Instructions for the task ->
Your copy must hold all of the data below, unchanged and without images.

Data supplied ->
■ ■ ■ ■ ■ ■ ■

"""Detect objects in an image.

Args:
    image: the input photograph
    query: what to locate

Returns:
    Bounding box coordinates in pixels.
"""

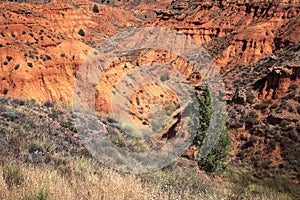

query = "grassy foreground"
[0,158,292,200]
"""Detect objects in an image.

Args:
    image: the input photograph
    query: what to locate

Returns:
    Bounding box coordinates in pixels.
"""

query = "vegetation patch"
[194,86,231,174]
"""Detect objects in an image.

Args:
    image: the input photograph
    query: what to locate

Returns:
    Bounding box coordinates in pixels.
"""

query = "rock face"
[261,64,299,99]
[151,0,300,68]
[225,43,300,181]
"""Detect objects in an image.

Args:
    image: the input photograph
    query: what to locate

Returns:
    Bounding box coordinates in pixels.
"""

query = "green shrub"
[254,102,269,111]
[27,63,33,68]
[20,188,51,200]
[6,56,12,61]
[93,4,100,13]
[283,92,296,100]
[14,64,20,70]
[3,88,8,95]
[160,74,169,82]
[288,84,298,91]
[2,164,24,188]
[297,106,300,115]
[78,29,85,37]
[246,92,255,104]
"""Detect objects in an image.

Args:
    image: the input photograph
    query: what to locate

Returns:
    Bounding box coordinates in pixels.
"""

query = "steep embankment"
[224,42,300,183]
[151,0,300,68]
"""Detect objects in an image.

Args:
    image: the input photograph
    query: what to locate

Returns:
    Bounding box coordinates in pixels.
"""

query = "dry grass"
[0,158,292,200]
[0,159,153,200]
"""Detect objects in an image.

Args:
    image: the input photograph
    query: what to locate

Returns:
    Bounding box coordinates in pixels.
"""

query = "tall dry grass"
[0,158,292,200]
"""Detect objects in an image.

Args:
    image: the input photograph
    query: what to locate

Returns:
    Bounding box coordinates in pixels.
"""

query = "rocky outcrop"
[150,0,300,68]
[225,43,300,182]
[260,65,298,99]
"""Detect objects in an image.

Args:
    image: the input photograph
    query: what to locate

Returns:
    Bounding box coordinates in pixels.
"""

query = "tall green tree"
[195,86,231,174]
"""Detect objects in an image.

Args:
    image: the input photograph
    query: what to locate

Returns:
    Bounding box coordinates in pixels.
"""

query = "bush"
[270,103,278,109]
[248,111,258,118]
[43,100,54,107]
[6,56,12,62]
[20,188,51,200]
[254,102,269,111]
[14,64,20,70]
[246,92,255,104]
[27,63,33,68]
[283,92,296,100]
[2,164,25,188]
[160,74,169,82]
[78,29,85,37]
[288,84,298,91]
[93,4,100,13]
[297,106,300,115]
[3,88,8,95]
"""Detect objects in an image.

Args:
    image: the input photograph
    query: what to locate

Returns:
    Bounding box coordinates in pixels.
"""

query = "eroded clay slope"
[0,0,139,103]
[151,0,300,68]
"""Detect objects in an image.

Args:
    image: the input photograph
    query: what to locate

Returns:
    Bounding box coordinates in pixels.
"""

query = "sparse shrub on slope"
[3,88,8,95]
[78,29,85,37]
[2,164,24,189]
[93,4,100,13]
[20,188,51,200]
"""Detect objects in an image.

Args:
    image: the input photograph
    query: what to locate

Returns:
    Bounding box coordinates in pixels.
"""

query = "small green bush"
[78,29,85,37]
[288,84,298,91]
[2,164,24,188]
[297,106,300,115]
[3,88,8,95]
[254,103,269,111]
[246,92,255,104]
[14,64,20,70]
[6,56,12,61]
[160,74,169,82]
[27,63,33,68]
[20,188,51,200]
[93,4,100,13]
[296,126,300,133]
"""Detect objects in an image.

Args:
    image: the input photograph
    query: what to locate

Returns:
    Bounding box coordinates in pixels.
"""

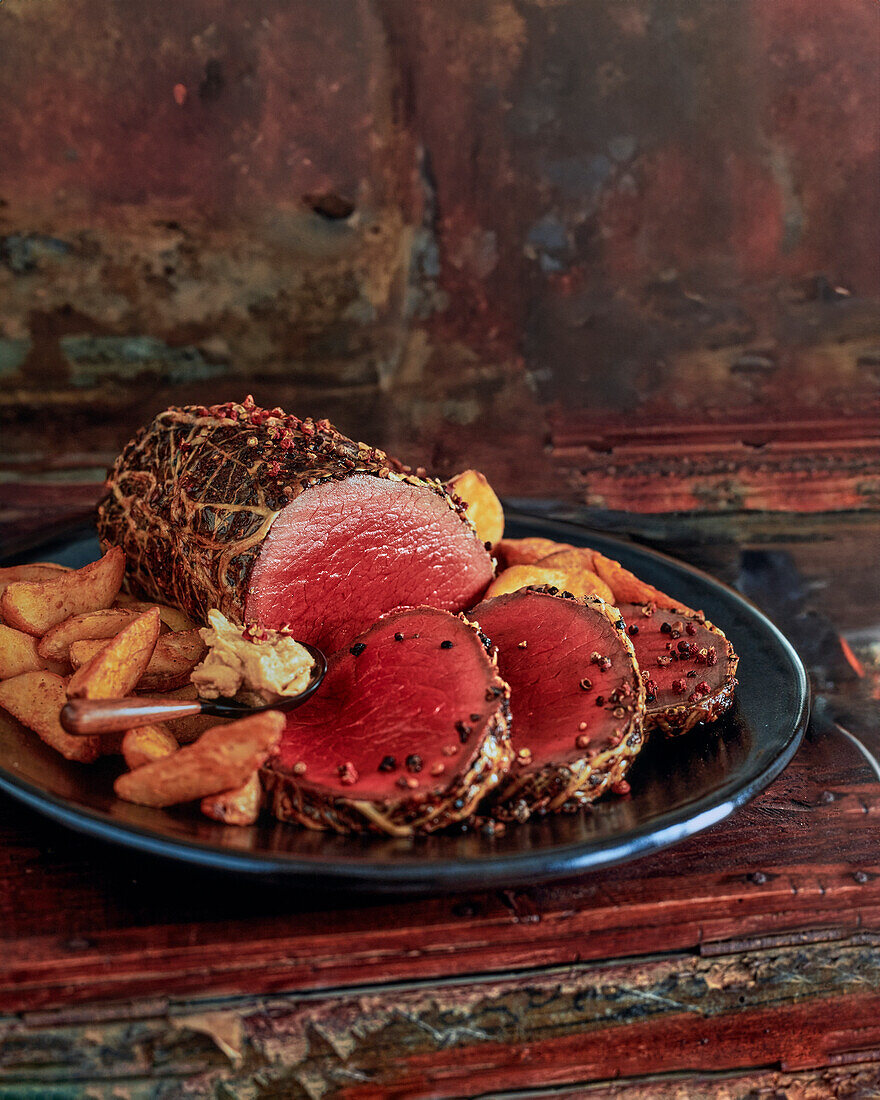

■ ■ ■ ■ ■ ■ ■

Solved exercise ->
"""Detect objects in an image.

Args:
    image: the input photograph
    query: what to locate

Returns:
    Bounding box coordinates in pixels.
"""


query = "grassy foreground"
[0,158,292,200]
"""Detect objects in an image.

Args:
    image: the input photograph
    query: what to locate

Returns:
    Bounding box coordinates in pixels.
"""

query = "vegetation patch"
[194,86,231,174]
"""Detect objects in an image.

Args:
    image: the input photograph
    query: what to locate

Returns:
    Bounding box coordinates in pixels.
"""

query = "rock face"
[261,64,299,99]
[151,0,300,68]
[225,43,300,181]
"""Detect objects in an image.

Args:
    image: the input photograph
    query: what to locate

Returns:
    Bounding box coordinates in pixels.
"""

query = "green shrub"
[254,102,269,111]
[27,63,33,68]
[20,188,51,200]
[6,56,12,61]
[93,4,100,13]
[283,92,296,100]
[14,64,20,70]
[3,88,8,95]
[160,74,169,82]
[288,84,298,91]
[2,164,24,188]
[297,106,300,115]
[78,29,85,37]
[246,92,255,104]
"""Detect objects in an image.

Args:
    image: the input photograph
    query: what to locate

Returns:
    Bounding box coordinates in pixels.
"""

query = "steep embankment"
[224,42,300,183]
[151,0,300,68]
"""Detect objects in an image.

Args:
    image: the input photograph
    query: what to locate

Returns:
    Bounding box coordinates in pixels.
"""

query = "dry grass"
[0,158,292,200]
[0,159,153,200]
"""Detect objects in an image.

Args:
    image: the input photograph
    query: what to locate

Returns:
    Bounding box coordinates in pixels.
"""

query = "tall dry grass"
[0,158,292,200]
"""Detect objects in an image.

Args:
    image: the input photograph
    query: what to locate

Returns:
    Bounding box coordinates in pixels.
"""

query = "rocky outcrop"
[150,0,300,68]
[225,43,300,182]
[260,65,298,99]
"""Detect objects in an image.

Args:
    image: the input photograph
    query: what to locate

Returns:
    Bounding box coordinates in pixels.
"""

query = "tall green tree"
[195,86,231,174]
"""Detect objects in an image.

Args:
    image: the input photograph
    query: what to locate

Returns:
    Bounding box coordinates in pixels.
"""

query = "bush"
[270,103,278,109]
[248,111,258,118]
[43,100,54,107]
[6,56,12,62]
[20,188,51,200]
[254,102,269,111]
[14,64,20,70]
[246,92,255,104]
[27,63,33,68]
[283,92,296,100]
[2,164,25,188]
[160,74,169,82]
[78,29,85,37]
[288,84,298,91]
[93,4,100,13]
[297,106,300,115]
[3,88,8,95]
"""Detect objects in an image.

Args:
    image: the input photograph
    query: what to locate

Returns:
    Bounding box coordinates in pixels.
"""

query = "eroded clay slope"
[0,0,139,103]
[151,0,300,68]
"""Detect objects in an image.

Args:
    image: the input photograph
    query: what to locate

Returns:
    Bounding box coordinates in pixels.
"""

query = "sparse shrub on slope"
[3,88,8,95]
[78,29,85,37]
[2,164,24,189]
[93,4,100,13]
[20,188,51,200]
"""Detect objects in an image.

Args:
    image: the input photograph
    query: what to locate

Returns:
    Bounding box coordinates in pixels.
"""

query = "small green bush"
[78,29,85,37]
[288,84,298,91]
[2,164,24,188]
[297,106,300,115]
[3,88,8,95]
[254,103,269,111]
[246,92,255,104]
[14,64,20,70]
[6,56,12,61]
[160,74,169,82]
[27,63,33,68]
[20,188,51,200]
[93,4,100,13]
[296,126,300,133]
"""Detect objects in an image.

Args:
    image: the input photograph
    query: what to locate

Returns:
    Bounding box coordinates in pixels.
"""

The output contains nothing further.